EXERCISE. Lines from the beginning of the data through the line containing "Target: shallow river" are to be copied exactly, with no other line included.

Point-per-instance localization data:
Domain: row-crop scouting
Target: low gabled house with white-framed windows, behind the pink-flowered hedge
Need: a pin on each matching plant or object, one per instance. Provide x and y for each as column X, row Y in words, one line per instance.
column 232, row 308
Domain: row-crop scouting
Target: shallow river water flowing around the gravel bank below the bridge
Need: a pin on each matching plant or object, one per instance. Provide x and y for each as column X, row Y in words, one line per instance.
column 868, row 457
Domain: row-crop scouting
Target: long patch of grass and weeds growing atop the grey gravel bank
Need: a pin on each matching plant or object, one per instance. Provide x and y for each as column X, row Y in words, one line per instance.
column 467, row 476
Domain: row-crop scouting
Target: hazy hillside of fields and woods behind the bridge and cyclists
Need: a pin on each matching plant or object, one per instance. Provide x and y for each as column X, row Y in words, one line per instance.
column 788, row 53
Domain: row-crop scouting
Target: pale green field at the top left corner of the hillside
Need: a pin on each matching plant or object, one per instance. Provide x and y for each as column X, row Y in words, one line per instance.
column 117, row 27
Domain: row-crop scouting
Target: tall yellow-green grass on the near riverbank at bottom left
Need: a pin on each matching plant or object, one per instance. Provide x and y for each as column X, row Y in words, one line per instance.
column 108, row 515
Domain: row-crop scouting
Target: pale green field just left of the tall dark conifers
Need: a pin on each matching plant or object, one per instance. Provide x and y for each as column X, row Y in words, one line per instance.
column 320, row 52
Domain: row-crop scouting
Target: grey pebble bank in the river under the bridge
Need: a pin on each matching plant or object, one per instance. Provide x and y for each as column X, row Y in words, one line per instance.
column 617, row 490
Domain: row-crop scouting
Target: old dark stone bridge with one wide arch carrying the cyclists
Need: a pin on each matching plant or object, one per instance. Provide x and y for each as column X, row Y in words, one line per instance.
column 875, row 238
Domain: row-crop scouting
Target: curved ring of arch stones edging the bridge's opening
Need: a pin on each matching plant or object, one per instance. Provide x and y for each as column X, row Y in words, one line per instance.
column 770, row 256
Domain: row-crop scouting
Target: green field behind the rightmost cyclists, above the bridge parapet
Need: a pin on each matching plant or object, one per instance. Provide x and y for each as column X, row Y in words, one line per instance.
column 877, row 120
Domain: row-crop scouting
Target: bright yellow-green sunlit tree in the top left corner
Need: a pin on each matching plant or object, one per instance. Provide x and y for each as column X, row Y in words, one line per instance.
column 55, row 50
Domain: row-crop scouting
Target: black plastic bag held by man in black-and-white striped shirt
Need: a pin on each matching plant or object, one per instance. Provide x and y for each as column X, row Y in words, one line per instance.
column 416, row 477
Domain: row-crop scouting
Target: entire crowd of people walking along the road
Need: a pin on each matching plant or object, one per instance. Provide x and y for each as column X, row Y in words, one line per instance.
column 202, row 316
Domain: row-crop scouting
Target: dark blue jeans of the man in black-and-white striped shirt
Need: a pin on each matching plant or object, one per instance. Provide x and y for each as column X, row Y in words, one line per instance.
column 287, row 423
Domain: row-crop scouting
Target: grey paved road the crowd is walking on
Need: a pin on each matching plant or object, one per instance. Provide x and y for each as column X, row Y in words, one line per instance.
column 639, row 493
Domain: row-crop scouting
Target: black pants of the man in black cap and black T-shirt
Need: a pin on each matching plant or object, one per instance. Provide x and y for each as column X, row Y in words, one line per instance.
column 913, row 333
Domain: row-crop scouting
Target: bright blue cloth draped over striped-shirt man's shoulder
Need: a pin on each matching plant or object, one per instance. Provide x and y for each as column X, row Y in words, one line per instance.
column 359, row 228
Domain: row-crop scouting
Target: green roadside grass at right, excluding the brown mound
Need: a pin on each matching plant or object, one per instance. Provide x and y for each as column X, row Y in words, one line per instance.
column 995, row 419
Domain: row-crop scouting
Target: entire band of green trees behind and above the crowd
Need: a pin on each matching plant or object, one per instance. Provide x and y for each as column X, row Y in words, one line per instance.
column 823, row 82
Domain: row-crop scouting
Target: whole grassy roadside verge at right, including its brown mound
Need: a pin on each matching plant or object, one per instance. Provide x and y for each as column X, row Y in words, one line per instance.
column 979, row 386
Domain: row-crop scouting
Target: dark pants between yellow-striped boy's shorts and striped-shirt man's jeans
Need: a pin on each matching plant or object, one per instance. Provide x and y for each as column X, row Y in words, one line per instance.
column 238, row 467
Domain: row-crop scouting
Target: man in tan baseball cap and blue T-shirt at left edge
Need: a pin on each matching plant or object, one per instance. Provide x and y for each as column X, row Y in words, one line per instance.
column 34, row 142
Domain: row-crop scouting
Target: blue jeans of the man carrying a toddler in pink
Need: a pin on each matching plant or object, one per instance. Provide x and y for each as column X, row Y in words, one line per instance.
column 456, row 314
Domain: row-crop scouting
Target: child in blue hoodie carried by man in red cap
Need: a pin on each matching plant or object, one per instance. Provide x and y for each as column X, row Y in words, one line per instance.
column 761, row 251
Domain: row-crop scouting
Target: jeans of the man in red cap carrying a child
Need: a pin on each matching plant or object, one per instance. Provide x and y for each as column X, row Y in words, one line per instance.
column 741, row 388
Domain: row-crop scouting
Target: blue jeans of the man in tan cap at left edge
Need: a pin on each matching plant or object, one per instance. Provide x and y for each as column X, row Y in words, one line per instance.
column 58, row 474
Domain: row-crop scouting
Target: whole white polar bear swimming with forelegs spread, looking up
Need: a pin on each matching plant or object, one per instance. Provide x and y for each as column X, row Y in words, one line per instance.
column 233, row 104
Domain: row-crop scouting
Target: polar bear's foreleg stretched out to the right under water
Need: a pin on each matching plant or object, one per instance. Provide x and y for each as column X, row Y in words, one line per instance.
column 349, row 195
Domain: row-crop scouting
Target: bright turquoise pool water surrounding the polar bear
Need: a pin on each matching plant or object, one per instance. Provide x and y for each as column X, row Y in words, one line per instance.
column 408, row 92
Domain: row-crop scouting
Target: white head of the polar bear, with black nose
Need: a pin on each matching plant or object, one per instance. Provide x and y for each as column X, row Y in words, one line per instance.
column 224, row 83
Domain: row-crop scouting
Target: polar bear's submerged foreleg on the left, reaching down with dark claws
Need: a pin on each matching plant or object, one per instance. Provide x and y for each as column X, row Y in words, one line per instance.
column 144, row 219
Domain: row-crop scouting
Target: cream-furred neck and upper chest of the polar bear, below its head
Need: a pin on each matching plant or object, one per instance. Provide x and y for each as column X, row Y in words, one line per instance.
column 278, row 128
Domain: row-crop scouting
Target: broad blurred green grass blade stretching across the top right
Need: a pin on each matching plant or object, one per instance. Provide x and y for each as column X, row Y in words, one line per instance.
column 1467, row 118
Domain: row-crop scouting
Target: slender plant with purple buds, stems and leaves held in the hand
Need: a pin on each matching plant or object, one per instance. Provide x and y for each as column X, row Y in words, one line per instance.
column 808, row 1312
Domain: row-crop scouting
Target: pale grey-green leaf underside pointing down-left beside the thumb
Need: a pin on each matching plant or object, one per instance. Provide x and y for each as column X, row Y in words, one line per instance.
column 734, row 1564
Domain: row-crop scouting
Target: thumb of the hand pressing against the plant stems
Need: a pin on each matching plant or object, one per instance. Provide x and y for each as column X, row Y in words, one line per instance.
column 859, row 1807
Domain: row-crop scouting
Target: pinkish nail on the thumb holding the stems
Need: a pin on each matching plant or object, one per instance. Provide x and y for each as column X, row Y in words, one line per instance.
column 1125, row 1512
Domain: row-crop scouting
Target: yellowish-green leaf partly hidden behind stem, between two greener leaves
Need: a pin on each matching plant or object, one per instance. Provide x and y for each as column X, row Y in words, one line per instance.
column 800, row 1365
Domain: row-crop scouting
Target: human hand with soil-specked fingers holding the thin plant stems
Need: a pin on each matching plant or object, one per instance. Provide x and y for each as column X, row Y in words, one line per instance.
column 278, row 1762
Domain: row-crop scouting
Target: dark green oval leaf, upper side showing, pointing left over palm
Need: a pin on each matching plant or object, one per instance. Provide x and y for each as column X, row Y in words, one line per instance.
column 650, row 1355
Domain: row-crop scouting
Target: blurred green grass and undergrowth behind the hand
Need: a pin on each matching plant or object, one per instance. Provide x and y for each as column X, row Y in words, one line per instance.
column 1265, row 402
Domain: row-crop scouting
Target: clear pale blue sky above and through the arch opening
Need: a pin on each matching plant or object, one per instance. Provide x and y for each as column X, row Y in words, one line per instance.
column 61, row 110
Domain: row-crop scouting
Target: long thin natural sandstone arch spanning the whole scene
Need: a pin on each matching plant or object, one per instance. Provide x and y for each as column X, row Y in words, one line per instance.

ANSWER AREA.
Domain: row-crop scouting
Target: low gabled house with white-framed windows, behind the pink-flowered hedge
Need: a pin on each matching plant or object, one per instance. Provide x and y for each as column X, row Y in words, one line per instance.
column 232, row 308
Domain: row-crop scouting
Target: shallow river water flowing around the gravel bank below the bridge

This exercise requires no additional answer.